DATASET EXCERPTS:
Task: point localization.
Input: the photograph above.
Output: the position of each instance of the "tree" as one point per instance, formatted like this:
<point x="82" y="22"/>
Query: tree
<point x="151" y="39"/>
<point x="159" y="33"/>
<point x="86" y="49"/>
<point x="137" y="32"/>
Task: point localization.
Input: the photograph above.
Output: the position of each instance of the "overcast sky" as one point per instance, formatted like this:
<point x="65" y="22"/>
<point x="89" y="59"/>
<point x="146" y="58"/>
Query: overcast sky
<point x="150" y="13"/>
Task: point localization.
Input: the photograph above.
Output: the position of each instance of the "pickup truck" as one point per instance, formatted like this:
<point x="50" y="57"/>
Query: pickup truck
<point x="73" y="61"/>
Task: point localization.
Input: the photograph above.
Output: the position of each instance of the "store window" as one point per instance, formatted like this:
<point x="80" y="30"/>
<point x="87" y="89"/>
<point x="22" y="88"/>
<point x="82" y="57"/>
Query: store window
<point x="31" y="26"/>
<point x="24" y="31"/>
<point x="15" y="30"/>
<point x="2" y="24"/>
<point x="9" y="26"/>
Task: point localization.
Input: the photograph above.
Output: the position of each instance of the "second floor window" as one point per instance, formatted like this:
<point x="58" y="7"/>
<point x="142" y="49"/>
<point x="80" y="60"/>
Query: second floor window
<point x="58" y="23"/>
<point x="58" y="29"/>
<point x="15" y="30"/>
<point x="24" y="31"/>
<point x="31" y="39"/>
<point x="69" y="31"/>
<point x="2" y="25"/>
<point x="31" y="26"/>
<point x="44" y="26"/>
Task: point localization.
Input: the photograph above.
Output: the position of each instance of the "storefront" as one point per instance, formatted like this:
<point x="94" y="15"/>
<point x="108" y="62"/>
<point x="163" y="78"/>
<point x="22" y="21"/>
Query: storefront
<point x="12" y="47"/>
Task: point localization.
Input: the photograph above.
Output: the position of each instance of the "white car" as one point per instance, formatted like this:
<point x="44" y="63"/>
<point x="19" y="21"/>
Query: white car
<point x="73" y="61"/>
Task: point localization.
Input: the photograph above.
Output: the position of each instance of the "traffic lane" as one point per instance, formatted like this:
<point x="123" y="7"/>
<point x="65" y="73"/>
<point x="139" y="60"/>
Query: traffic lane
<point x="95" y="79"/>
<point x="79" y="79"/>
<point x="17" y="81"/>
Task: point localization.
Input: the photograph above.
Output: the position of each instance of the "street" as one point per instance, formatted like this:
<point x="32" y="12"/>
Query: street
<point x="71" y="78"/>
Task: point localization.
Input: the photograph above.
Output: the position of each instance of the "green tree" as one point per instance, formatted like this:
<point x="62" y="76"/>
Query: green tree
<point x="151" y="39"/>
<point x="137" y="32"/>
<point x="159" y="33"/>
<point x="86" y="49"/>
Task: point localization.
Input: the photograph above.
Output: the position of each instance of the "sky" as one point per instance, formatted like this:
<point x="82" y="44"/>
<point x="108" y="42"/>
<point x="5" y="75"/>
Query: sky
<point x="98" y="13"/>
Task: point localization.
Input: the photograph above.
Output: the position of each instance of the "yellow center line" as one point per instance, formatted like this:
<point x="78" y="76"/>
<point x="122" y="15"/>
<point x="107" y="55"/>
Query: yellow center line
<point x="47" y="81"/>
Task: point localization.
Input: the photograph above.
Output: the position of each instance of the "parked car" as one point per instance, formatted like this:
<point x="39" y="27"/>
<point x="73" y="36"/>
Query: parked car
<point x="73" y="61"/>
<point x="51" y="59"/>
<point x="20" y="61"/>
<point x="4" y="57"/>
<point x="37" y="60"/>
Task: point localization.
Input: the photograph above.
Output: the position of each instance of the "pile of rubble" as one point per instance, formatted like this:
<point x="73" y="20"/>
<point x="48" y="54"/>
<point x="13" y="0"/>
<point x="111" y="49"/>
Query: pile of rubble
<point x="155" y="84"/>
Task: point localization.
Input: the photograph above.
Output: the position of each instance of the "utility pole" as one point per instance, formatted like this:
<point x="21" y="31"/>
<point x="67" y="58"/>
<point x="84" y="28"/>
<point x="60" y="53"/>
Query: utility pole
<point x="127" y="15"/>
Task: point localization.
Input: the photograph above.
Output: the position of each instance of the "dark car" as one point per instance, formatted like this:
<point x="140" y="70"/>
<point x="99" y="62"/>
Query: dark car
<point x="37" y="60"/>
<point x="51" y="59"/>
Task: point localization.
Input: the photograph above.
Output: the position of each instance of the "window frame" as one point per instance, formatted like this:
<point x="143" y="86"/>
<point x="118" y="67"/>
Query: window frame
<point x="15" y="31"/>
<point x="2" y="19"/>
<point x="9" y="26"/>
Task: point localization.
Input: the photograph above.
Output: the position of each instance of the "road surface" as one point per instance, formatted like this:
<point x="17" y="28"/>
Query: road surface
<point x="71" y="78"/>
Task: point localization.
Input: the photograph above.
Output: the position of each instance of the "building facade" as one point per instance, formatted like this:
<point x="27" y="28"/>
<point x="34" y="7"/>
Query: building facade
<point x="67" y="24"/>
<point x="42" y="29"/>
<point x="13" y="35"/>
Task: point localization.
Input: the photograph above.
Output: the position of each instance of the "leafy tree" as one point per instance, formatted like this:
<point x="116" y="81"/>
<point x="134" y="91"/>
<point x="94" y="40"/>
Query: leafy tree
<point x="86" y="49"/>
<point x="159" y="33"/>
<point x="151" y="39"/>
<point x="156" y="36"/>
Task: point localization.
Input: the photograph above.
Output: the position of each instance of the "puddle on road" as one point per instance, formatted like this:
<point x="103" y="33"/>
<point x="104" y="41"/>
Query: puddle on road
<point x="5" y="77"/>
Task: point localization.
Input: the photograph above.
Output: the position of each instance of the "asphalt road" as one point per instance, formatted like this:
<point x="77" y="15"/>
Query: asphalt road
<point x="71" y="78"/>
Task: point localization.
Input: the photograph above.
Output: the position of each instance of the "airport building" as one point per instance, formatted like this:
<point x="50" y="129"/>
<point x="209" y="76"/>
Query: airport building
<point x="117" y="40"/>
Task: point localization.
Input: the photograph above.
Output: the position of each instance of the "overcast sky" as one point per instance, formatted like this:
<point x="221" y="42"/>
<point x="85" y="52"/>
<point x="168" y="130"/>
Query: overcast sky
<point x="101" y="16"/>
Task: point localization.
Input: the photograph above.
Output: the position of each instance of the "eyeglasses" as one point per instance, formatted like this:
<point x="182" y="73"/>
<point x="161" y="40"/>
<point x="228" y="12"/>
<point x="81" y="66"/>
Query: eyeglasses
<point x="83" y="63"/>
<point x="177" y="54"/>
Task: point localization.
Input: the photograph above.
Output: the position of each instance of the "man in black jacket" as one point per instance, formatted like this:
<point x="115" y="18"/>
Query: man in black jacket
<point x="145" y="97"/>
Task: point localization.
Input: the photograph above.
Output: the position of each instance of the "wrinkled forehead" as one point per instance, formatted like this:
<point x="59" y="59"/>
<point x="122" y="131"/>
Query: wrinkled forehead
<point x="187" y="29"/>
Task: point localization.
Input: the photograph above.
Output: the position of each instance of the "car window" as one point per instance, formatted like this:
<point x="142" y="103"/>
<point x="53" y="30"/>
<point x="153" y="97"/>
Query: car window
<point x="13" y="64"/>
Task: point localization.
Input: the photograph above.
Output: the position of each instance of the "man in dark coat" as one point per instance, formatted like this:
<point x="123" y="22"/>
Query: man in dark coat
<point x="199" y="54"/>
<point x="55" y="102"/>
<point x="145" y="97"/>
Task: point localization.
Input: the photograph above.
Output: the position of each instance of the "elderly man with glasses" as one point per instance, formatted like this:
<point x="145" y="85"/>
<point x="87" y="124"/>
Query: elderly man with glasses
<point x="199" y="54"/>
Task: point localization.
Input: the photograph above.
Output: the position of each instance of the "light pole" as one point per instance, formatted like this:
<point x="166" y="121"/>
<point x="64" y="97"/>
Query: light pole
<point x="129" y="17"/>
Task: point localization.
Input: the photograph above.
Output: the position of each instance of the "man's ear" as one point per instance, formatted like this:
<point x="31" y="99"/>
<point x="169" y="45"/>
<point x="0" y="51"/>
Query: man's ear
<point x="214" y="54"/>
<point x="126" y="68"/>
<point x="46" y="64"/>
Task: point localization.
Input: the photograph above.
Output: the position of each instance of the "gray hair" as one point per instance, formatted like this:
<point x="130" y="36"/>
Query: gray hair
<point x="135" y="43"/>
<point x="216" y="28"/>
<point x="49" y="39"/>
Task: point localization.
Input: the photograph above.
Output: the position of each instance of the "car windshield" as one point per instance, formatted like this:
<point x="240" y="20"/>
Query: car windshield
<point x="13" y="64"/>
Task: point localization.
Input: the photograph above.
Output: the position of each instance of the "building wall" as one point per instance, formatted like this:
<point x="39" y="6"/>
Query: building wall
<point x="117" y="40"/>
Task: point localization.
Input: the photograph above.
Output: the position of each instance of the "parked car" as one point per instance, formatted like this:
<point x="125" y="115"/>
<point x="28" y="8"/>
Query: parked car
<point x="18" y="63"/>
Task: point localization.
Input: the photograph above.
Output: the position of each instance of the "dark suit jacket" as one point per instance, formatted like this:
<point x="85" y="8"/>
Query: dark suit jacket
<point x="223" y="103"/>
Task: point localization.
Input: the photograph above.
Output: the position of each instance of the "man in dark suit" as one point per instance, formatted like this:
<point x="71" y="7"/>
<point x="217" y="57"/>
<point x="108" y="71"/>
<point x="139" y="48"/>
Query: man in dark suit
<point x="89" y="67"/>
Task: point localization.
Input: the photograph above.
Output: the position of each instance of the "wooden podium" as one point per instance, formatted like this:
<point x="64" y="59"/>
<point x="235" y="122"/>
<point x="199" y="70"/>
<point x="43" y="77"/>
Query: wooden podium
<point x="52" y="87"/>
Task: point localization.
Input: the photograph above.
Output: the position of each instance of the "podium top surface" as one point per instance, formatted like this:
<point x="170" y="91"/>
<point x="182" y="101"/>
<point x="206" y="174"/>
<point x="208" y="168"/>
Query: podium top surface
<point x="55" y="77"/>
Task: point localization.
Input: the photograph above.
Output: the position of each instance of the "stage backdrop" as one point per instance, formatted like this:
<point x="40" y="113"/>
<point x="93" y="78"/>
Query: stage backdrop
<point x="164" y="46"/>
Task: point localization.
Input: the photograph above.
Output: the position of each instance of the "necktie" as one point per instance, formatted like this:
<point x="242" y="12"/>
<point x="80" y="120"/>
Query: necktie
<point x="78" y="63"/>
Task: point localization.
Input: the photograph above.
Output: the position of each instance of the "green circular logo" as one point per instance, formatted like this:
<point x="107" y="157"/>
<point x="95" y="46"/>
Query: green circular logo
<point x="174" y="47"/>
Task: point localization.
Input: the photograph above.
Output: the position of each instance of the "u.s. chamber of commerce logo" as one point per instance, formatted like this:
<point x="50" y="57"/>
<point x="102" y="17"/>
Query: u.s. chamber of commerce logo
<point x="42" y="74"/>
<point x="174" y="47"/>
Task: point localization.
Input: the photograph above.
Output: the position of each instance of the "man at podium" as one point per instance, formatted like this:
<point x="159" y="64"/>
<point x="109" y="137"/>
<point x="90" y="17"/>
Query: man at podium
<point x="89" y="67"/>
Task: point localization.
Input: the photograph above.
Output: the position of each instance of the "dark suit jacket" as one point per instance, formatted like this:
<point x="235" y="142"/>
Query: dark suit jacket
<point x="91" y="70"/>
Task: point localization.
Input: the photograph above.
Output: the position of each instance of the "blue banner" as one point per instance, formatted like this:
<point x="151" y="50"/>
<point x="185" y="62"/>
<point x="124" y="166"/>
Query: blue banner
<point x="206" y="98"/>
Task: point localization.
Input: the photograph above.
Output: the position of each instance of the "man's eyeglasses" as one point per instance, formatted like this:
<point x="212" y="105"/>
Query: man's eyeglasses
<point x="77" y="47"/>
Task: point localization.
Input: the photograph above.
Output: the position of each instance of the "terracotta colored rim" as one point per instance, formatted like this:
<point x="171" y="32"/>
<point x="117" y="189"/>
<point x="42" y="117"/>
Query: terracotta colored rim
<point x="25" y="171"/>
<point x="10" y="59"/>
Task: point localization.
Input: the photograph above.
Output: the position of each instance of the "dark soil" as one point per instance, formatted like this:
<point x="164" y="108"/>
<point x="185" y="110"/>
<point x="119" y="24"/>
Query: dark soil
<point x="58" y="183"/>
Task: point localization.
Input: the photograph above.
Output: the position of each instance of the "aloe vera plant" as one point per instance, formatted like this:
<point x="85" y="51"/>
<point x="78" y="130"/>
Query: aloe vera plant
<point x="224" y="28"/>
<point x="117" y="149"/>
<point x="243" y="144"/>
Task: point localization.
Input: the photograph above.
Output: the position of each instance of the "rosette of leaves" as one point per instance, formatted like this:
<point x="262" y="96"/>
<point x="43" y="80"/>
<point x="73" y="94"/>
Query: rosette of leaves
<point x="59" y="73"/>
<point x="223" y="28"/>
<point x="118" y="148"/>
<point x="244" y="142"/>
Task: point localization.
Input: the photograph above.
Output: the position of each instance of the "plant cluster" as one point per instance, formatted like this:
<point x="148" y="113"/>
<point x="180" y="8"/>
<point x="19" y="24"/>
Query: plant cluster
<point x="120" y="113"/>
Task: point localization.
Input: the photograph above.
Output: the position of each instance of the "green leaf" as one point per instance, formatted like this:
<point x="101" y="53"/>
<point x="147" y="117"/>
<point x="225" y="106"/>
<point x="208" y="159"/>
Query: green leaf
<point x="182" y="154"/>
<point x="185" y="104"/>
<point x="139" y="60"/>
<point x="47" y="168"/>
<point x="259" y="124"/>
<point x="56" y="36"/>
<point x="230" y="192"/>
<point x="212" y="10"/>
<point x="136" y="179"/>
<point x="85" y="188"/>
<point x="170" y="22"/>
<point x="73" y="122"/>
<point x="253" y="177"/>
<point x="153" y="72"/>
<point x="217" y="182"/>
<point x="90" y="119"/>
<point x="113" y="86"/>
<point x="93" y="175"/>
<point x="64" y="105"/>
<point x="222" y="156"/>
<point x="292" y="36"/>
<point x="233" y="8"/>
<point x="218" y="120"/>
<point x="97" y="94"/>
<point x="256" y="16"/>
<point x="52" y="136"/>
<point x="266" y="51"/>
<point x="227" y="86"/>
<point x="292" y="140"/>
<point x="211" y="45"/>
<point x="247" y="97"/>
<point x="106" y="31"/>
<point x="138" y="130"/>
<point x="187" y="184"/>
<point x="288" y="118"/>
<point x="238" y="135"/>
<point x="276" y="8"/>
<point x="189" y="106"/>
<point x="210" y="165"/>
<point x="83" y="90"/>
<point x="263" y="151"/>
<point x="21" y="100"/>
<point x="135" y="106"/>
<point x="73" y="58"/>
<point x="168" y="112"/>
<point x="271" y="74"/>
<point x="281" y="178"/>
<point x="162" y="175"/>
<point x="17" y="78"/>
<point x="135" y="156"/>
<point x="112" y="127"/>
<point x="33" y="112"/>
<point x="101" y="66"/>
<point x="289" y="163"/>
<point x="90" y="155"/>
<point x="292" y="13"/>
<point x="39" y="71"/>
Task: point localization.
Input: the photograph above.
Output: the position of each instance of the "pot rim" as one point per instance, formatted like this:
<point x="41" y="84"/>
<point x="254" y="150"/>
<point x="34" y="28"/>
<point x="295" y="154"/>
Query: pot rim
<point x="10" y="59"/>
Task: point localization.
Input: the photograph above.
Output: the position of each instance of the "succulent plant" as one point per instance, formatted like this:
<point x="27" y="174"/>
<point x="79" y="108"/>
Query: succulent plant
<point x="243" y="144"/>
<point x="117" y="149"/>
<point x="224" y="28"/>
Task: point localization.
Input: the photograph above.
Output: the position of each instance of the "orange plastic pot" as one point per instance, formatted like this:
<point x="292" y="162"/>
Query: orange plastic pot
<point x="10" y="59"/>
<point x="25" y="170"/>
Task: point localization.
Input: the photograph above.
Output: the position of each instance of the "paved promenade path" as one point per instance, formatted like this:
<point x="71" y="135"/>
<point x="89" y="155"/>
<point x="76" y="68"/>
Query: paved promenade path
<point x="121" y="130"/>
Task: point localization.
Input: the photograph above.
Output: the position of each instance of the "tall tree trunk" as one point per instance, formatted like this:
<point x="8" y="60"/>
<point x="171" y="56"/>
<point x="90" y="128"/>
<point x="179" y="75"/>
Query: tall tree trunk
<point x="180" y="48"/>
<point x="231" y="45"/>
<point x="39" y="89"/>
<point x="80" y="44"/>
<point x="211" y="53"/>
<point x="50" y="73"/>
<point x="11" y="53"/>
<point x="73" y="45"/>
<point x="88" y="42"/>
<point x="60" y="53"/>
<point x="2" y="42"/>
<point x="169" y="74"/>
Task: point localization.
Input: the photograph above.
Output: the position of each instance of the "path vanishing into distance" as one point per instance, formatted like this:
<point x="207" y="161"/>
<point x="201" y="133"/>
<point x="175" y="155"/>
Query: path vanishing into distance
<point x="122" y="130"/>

TASK: Extract every line of the material above that contains the string "trunk", matching case exactly.

ANSWER TO THIS TASK:
Output: the position of each instance of the "tall tree trunk" as one point per instance, formatted like this:
Query: tall tree trunk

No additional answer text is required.